Which lines of the data below contain the word "clicks"? Report each of them in full.

---------- Data for this exercise ----------

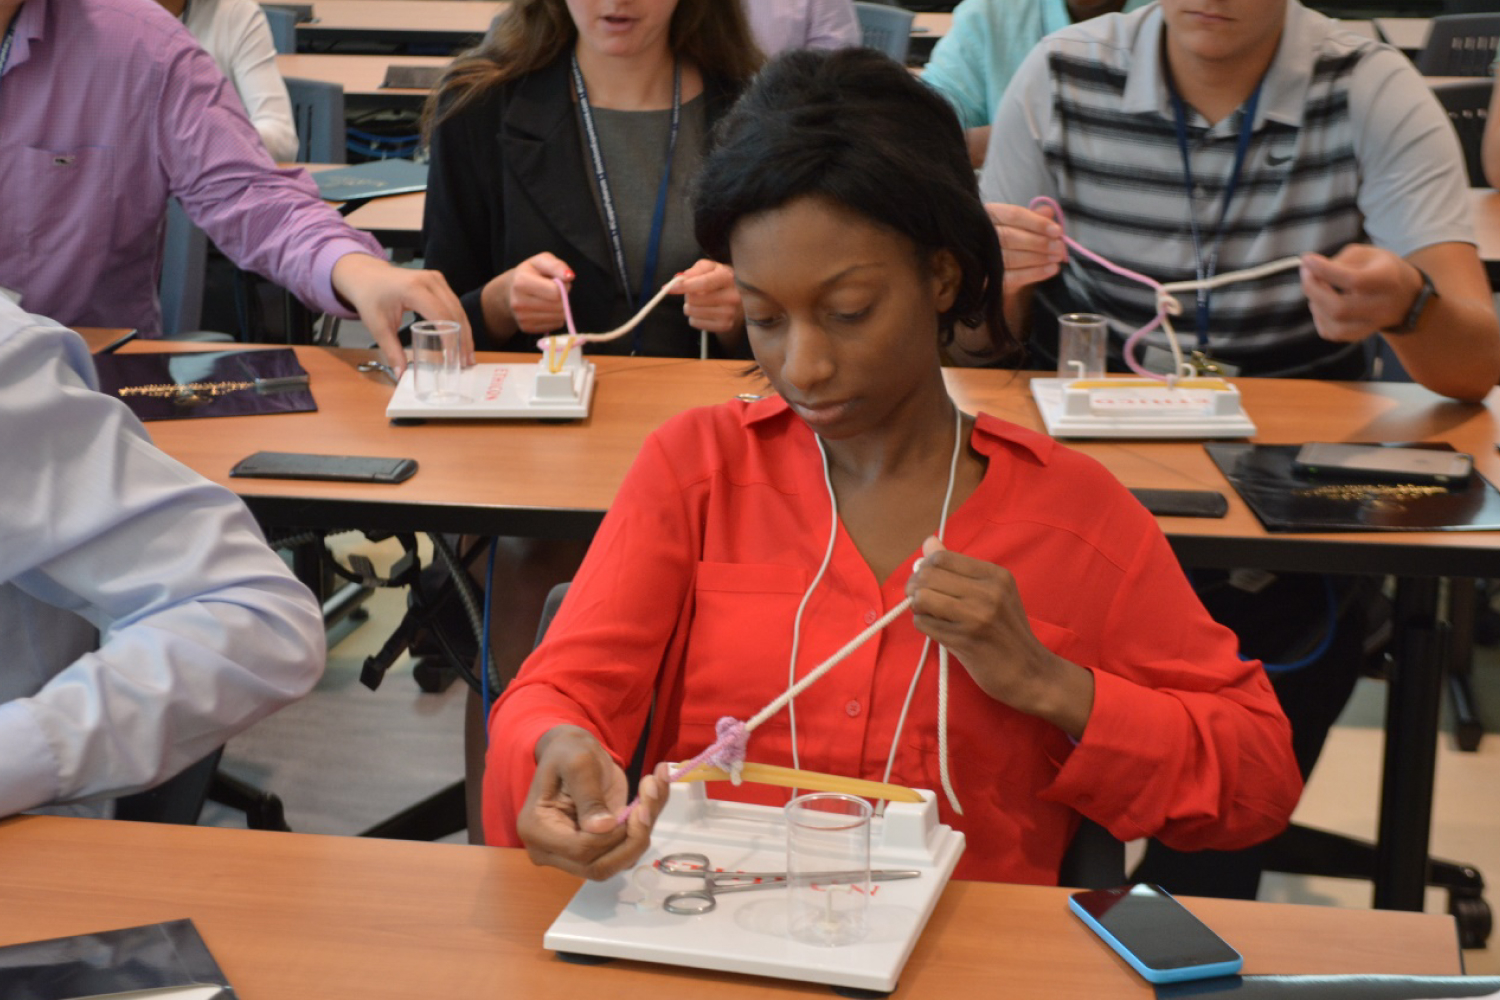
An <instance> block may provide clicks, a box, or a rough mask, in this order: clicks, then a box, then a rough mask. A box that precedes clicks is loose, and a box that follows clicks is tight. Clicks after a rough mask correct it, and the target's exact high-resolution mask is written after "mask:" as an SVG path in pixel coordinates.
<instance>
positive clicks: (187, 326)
mask: <svg viewBox="0 0 1500 1000" xmlns="http://www.w3.org/2000/svg"><path fill="white" fill-rule="evenodd" d="M207 265H208V234H205V232H204V231H202V229H199V228H198V226H195V225H193V223H192V219H189V217H187V213H186V211H183V207H181V204H178V201H177V199H175V198H172V199H171V201H168V202H166V228H165V232H163V235H162V277H160V283H159V285H157V297H159V298H160V303H162V336H163V337H166V339H169V340H177V339H183V337H184V336H186V334H189V333H192V331H195V330H198V327H199V324H201V322H202V282H204V271H205V268H207Z"/></svg>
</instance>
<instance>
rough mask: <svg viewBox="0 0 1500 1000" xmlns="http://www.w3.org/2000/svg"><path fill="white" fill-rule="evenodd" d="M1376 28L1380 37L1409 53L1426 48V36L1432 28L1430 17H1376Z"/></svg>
mask: <svg viewBox="0 0 1500 1000" xmlns="http://www.w3.org/2000/svg"><path fill="white" fill-rule="evenodd" d="M1376 28H1377V30H1379V31H1380V37H1383V39H1385V40H1388V42H1391V43H1392V45H1395V46H1397V48H1400V49H1401V51H1403V52H1409V54H1410V52H1421V51H1422V49H1424V48H1427V36H1428V31H1431V30H1433V24H1431V18H1376Z"/></svg>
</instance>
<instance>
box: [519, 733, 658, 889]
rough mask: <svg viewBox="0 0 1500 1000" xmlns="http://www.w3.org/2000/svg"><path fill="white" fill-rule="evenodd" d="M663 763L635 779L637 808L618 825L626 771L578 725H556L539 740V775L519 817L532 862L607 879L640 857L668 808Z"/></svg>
mask: <svg viewBox="0 0 1500 1000" xmlns="http://www.w3.org/2000/svg"><path fill="white" fill-rule="evenodd" d="M666 774H667V771H666V765H658V766H657V769H655V774H651V775H646V777H645V778H642V780H640V789H639V796H640V801H639V802H637V805H636V808H634V810H631V811H630V817H628V819H627V820H625V822H624V823H621V822H619V814H621V813H622V811H624V810H625V802H627V799H628V798H630V795H628V792H630V790H628V789H627V786H625V772H624V769H621V766H619V765H618V763H615V760H613V759H612V757H610V756H609V753H607V751H606V750H604V748H603V747H601V745H600V744H598V741H597V739H594V735H592V733H589V732H588V730H583V729H579V727H577V726H556V727H553V729H550V730H547V732H546V733H544V735H543V736H541V739H540V741H537V772H535V775H534V777H532V778H531V789H529V790H528V792H526V802H525V805H523V807H522V808H520V816H519V817H517V819H516V832H517V834H519V837H520V843H523V844H525V846H526V853H528V855H529V856H531V861H532V862H534V864H537V865H550V867H553V868H561V870H562V871H567V873H570V874H574V876H582V877H583V879H594V880H603V879H609V877H612V876H615V874H618V873H621V871H624V870H625V868H630V867H631V865H634V864H636V861H639V859H640V855H643V853H645V850H646V849H648V847H649V846H651V828H652V826H655V820H657V816H660V813H661V807H664V805H666V798H667V783H666Z"/></svg>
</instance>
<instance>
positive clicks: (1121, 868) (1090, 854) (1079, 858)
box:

----------

Answer to the exercise
An <instance> block may provide clicks, a box, or a rough mask, in this order: clicks, then a box, then a rough mask. A box that precedes clicks is loose, and a box that follows clicks is tight. Clicks after a rough mask correct it, and the target's exact high-resolution mask is written after "mask:" as an SVG path in pixel coordinates.
positive clicks: (187, 326)
positive clicks: (1121, 868) (1090, 854) (1079, 858)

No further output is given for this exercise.